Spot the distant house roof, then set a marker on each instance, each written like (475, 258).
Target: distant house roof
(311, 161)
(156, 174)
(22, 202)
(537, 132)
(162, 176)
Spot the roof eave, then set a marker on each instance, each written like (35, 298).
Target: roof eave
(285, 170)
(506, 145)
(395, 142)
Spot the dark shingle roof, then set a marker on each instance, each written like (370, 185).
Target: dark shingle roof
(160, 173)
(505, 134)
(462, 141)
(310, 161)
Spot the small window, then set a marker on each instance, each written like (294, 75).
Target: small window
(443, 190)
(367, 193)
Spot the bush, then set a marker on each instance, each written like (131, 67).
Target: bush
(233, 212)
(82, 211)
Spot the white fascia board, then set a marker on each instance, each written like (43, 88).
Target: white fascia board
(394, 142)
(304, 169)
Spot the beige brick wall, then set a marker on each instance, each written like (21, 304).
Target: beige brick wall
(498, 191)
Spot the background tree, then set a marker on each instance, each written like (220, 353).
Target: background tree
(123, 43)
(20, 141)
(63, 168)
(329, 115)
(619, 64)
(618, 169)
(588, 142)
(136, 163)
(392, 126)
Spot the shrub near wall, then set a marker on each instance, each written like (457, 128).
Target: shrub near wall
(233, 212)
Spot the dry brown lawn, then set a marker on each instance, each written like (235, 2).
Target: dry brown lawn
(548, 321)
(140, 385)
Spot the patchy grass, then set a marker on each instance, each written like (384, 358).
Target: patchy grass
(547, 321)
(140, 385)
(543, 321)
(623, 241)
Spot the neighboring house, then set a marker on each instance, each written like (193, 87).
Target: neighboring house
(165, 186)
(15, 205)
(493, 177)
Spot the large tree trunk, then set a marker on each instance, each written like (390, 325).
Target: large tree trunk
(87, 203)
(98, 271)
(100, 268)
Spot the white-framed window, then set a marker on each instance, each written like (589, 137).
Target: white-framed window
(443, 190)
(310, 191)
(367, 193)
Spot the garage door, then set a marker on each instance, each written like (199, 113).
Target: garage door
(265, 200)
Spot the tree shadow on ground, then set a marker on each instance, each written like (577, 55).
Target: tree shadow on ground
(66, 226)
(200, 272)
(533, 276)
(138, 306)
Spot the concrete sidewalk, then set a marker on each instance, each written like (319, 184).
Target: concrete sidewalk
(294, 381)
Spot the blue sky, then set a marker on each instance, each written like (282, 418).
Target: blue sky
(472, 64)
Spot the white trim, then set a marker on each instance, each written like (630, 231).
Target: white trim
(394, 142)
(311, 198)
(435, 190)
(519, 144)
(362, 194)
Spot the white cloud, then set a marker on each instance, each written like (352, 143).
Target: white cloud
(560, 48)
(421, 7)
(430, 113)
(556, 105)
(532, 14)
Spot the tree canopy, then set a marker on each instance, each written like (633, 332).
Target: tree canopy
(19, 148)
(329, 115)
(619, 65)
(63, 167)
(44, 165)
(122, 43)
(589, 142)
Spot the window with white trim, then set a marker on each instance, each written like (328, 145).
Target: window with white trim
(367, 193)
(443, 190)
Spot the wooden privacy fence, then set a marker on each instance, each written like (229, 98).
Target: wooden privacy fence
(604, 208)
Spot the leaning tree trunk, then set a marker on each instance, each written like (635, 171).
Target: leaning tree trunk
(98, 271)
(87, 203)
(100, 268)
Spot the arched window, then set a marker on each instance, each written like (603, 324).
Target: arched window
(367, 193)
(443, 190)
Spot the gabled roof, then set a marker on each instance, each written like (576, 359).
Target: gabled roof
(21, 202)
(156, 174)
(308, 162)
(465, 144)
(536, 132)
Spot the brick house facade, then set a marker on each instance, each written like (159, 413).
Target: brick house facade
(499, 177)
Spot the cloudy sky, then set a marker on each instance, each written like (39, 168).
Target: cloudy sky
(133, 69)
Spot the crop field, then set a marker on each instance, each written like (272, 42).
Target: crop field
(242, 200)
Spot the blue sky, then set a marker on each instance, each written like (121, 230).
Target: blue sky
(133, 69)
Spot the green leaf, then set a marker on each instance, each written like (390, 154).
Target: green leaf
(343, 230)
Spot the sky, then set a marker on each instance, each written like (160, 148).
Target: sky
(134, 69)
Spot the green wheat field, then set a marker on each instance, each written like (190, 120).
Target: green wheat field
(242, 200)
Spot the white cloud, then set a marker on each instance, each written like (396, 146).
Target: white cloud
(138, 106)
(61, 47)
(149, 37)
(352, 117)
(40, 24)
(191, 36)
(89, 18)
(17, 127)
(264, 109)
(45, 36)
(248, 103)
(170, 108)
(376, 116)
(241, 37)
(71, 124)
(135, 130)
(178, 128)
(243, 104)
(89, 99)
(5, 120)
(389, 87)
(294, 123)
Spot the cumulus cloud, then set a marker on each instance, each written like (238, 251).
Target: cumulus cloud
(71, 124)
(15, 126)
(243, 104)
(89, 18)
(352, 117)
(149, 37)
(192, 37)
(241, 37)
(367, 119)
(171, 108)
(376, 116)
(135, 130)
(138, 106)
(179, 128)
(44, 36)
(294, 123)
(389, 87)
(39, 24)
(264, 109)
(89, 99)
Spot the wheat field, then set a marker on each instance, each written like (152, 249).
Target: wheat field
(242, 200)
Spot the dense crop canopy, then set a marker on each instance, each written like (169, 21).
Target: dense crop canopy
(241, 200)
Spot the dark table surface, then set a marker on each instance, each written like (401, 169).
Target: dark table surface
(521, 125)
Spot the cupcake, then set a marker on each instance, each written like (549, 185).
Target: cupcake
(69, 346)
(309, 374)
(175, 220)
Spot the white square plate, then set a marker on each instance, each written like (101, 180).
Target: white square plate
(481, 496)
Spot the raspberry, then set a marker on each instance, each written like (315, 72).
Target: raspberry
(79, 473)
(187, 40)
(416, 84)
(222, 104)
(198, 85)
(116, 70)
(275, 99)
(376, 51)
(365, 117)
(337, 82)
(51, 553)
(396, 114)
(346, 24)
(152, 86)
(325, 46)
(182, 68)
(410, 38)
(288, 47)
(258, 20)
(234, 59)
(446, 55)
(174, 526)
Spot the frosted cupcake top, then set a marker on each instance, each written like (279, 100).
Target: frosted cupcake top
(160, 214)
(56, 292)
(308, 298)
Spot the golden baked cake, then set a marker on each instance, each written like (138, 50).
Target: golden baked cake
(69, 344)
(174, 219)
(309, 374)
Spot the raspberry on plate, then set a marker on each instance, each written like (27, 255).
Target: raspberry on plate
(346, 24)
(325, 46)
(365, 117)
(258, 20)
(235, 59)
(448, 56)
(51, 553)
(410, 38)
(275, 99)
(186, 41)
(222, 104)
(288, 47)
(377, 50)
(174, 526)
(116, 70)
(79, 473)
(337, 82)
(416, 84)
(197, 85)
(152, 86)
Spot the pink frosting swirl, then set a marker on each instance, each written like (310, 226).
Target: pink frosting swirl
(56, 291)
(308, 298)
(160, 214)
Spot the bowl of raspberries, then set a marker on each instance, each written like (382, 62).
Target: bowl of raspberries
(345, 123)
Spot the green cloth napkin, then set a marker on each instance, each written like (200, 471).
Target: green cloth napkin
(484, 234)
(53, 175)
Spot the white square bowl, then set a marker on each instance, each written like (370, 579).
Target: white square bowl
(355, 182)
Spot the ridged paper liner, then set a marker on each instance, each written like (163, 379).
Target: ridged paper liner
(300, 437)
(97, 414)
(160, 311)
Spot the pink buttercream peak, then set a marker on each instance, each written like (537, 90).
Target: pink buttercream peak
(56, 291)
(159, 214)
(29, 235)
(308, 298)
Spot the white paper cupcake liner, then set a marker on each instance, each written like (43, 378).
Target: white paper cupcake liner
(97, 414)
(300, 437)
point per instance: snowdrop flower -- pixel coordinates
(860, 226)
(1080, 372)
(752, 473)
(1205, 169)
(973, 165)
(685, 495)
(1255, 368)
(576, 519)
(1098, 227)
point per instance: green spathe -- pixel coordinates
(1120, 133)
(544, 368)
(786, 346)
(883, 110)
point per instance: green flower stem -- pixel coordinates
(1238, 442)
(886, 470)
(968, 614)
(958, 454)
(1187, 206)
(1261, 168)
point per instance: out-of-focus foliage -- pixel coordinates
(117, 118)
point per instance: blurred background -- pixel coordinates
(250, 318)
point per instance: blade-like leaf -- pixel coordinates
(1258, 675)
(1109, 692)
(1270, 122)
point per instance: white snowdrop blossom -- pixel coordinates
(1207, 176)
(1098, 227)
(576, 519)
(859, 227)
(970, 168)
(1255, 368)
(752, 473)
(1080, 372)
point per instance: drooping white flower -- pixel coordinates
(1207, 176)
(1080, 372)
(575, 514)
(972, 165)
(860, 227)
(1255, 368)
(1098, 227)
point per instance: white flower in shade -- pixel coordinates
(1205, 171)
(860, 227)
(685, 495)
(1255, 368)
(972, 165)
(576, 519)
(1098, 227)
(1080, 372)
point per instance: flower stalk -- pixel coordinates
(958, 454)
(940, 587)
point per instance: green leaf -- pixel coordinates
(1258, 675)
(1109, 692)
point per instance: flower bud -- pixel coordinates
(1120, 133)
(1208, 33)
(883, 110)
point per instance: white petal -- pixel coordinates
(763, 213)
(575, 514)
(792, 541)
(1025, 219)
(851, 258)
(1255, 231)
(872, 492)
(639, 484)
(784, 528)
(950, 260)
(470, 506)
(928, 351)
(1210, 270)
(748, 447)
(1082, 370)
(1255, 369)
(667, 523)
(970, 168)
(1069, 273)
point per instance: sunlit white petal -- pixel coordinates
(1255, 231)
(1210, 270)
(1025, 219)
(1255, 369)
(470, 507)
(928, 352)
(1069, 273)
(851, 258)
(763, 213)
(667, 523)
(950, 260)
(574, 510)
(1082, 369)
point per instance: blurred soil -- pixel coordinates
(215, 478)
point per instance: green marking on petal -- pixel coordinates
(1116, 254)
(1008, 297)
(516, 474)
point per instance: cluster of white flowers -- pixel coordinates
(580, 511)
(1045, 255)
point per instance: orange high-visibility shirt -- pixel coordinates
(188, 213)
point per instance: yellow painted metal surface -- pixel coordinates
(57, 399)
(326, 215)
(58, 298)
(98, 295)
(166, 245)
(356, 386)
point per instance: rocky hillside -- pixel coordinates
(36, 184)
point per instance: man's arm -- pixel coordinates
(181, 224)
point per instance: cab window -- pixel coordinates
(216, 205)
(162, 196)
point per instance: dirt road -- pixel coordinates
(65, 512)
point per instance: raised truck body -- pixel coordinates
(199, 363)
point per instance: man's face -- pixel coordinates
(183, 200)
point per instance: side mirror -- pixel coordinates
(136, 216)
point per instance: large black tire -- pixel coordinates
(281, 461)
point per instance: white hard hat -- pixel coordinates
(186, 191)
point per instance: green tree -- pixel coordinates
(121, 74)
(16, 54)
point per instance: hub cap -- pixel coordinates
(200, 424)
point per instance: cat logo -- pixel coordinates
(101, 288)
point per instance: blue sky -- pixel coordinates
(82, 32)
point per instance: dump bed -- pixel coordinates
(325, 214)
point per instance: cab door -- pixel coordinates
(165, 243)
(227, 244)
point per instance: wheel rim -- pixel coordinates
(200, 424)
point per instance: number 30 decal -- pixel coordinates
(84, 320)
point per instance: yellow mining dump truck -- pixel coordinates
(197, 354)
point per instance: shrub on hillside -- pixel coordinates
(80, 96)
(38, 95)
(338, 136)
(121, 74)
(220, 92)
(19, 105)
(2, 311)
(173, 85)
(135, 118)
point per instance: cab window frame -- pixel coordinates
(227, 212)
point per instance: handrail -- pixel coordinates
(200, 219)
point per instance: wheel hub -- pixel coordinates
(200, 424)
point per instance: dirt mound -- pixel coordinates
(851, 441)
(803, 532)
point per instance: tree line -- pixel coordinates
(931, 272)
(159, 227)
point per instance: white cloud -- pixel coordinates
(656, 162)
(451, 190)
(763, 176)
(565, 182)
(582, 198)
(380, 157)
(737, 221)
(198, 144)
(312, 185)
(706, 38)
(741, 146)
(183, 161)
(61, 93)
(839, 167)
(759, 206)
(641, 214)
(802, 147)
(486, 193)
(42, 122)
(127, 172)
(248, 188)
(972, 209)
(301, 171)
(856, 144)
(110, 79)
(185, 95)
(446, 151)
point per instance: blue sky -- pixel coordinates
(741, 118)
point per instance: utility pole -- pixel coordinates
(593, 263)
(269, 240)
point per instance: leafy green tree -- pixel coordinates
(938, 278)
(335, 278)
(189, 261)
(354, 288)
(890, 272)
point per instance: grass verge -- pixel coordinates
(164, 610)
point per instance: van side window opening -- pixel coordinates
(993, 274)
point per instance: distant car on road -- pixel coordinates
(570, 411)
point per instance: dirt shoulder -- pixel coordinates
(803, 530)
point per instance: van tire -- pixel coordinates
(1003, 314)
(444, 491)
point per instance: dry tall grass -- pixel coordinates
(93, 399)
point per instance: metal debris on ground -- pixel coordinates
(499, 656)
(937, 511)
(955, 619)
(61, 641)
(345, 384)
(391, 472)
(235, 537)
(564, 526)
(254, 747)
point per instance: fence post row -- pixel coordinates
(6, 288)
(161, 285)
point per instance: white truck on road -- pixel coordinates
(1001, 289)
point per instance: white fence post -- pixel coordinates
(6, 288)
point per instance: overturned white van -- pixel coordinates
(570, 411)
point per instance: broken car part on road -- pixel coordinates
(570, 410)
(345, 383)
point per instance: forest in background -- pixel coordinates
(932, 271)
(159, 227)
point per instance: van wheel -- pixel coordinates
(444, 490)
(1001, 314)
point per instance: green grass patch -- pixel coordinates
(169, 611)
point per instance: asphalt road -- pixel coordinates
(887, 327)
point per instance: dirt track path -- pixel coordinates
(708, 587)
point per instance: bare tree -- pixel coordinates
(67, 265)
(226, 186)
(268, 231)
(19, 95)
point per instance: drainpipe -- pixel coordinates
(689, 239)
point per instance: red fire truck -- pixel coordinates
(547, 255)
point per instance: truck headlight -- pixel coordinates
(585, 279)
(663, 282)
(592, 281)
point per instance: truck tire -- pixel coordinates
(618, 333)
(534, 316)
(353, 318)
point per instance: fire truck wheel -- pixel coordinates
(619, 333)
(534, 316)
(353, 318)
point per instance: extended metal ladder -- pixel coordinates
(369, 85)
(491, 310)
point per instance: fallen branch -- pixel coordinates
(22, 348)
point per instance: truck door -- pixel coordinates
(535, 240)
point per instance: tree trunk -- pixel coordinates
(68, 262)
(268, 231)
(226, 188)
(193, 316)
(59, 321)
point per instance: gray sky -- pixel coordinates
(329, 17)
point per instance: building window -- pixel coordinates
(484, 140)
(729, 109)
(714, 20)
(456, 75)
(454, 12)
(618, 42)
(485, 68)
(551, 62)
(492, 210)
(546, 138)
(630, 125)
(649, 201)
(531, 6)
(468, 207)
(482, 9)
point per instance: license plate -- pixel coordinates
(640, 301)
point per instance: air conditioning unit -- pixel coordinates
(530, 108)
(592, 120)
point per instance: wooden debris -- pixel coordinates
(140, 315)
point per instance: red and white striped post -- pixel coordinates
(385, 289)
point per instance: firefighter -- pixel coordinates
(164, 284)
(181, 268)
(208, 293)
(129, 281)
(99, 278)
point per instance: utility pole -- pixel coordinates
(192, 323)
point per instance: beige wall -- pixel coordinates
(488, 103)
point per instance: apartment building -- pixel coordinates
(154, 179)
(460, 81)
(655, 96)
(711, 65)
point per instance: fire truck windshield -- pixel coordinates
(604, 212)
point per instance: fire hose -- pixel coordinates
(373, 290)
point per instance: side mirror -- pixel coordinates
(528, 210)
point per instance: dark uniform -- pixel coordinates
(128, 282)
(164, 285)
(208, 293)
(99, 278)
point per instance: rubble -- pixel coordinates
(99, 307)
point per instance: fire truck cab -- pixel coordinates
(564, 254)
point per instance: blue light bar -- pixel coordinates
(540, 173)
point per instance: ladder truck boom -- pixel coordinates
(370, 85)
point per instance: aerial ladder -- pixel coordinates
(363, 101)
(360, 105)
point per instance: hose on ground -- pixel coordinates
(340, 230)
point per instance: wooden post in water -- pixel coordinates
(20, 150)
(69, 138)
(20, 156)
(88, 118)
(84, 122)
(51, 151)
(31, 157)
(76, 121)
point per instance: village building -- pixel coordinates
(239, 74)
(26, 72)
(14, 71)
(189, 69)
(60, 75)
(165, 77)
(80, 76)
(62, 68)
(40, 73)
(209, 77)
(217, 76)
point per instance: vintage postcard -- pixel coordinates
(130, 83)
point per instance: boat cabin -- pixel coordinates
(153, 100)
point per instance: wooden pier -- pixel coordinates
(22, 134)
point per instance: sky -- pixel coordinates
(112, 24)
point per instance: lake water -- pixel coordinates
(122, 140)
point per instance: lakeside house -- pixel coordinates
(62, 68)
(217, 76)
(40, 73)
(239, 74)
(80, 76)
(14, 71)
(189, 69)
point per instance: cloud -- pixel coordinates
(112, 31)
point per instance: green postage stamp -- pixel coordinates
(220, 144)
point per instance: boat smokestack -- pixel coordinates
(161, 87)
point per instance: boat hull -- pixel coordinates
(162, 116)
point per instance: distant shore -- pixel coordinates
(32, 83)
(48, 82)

* PROMPT: Reproduce precisely the span of lines that begins at the line containing "point per instance: wooden debris" and ends with the last line of the listing.

* FINAL ANSWER:
point per instance: wooden debris -- pixel coordinates
(140, 315)
point per instance: red and white striped post -- pixel coordinates
(385, 289)
point per instance: firefighter -- pixel coordinates
(164, 284)
(181, 268)
(208, 293)
(129, 281)
(99, 278)
point per instance: utility pole -- pixel coordinates
(192, 323)
point per instance: beige wall -- pixel coordinates
(488, 103)
point per instance: apartment building -- pixel coordinates
(154, 179)
(460, 81)
(655, 96)
(711, 65)
point per instance: fire truck windshield -- pixel coordinates
(604, 212)
point per instance: fire hose -- pixel coordinates
(373, 290)
point per instance: side mirror -- pixel coordinates
(528, 210)
point per instance: dark uniform -- pixel coordinates
(128, 282)
(164, 285)
(208, 293)
(99, 278)
point per instance: rubble -- pixel coordinates
(99, 307)
point per instance: fire truck cab -- pixel coordinates
(564, 254)
point per instance: blue light bar -- pixel coordinates
(540, 173)
point per instance: ladder truck boom -- pixel coordinates
(370, 85)
point per instance: aerial ladder -- pixel coordinates
(363, 101)
(360, 105)
point per instance: hose on ground -- pixel coordinates
(340, 230)
point per instance: wooden post in water -- pixel coordinates
(20, 150)
(69, 138)
(20, 156)
(88, 118)
(84, 122)
(51, 151)
(31, 157)
(76, 121)
point per instance: village building -- pixel coordinates
(239, 74)
(26, 72)
(14, 71)
(189, 69)
(60, 75)
(165, 77)
(80, 76)
(62, 68)
(40, 73)
(209, 77)
(217, 76)
point per instance: vintage postcard -- pixel coordinates
(130, 83)
point per instance: boat cabin -- pixel coordinates
(153, 100)
point per instance: wooden pier -- pixel coordinates
(22, 134)
point per instance: sky -- pixel coordinates
(112, 24)
point per instance: lake water -- pixel coordinates
(122, 140)
point per instance: lakeside house -- pixel coordinates
(62, 68)
(217, 76)
(40, 73)
(239, 74)
(80, 76)
(14, 71)
(189, 69)
point per instance: cloud -- pixel coordinates
(112, 31)
point per instance: green postage stamp -- pixel coordinates
(220, 144)
point per instance: boat smokestack -- pixel coordinates
(161, 87)
point per instance: boat hull -- pixel coordinates
(162, 116)
point per instance: distant shore -- pixel coordinates
(32, 83)
(48, 82)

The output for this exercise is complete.